Trivalent efficiency

Chromosome size may influence the pairing process and, as shown in this paper and by other experiments conducted in our laboratory, homologue pairing seems to progress more quickly in shorter chromosomes than in longer ones during human female meiosis (Table 2; Garcia et al. data not published). This fact was also observed in male meiosis of Rattus norvegicus (Scherthan & Schonborn 2001). Nevertheless, some authors have proposed that the double-strand breaks (DSBs) originated at the leptotene stage may help in the homologue pairing process (Moens et al. 1997, Tarsounas et al. 1999) and, as it has been published, longer chromosomes have more DSBs than the shorter ones. Alternatively, DNA content may also influence the homologue pairing process. Chromosomes 13 and 21 are nucleolar organization region (NOR)-bearing chromosomes; thus, as shown to occur during the meiotic prophase of R. norvegicus (Martínez-Flores et al. 2003), they may interact with the nucleolus during meiotic prophase. This event, which cannot occur in chromosome 18, may make the pairing process of the 13 and 21 homologues more difficult and therefore decrease the efficiency of trivalent 13 and 21 formation when compared with that of trivalent 18. Surprisingly, these pairing efficiency differences have not been detected in euploid oocytes (Table 2, and Roig et al. 2005a), implying that the pairing process for chromosomes 13, 18, and 21 is efficient enough to guarantee the formation of at least a bivalent at the pachytene stage.

########################################

Required work:
List every citation in the passage on trivalent efficiency that gives a publication year, written as it appears there.

[Stored entries]
########################################

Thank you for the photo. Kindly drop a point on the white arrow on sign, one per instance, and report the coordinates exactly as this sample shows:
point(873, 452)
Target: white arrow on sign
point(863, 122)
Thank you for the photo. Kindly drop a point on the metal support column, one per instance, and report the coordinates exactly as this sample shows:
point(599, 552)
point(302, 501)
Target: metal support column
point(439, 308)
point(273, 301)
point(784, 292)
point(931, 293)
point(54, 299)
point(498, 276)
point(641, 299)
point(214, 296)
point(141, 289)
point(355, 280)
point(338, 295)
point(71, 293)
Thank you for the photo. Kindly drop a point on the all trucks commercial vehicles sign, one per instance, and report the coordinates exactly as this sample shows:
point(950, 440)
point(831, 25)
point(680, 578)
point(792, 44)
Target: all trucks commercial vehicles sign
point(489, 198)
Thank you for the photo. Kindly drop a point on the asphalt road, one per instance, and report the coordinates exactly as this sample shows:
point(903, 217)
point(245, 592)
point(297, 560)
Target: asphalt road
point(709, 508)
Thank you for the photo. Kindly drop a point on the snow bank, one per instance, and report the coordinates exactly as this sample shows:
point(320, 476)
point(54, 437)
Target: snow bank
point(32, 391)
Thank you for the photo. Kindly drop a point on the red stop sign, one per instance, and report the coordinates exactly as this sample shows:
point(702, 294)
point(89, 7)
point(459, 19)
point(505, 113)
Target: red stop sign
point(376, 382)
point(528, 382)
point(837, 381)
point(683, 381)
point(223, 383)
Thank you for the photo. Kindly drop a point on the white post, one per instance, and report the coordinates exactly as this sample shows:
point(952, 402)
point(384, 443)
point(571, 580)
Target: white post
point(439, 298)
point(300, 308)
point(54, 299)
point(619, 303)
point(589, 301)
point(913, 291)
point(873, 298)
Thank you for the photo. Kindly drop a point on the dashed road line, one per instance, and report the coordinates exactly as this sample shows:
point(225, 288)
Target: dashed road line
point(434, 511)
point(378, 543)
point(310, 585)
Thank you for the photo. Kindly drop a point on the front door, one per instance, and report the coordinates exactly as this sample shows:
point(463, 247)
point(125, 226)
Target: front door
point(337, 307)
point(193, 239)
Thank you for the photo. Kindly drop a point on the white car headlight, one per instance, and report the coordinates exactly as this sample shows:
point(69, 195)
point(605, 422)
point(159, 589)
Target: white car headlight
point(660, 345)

########################################

The completed task:
Scherthan & Schonborn 2001
Moens et al. 1997
Tarsounas et al. 1999
Martínez-Flores et al. 2003
Roig et al. 2005a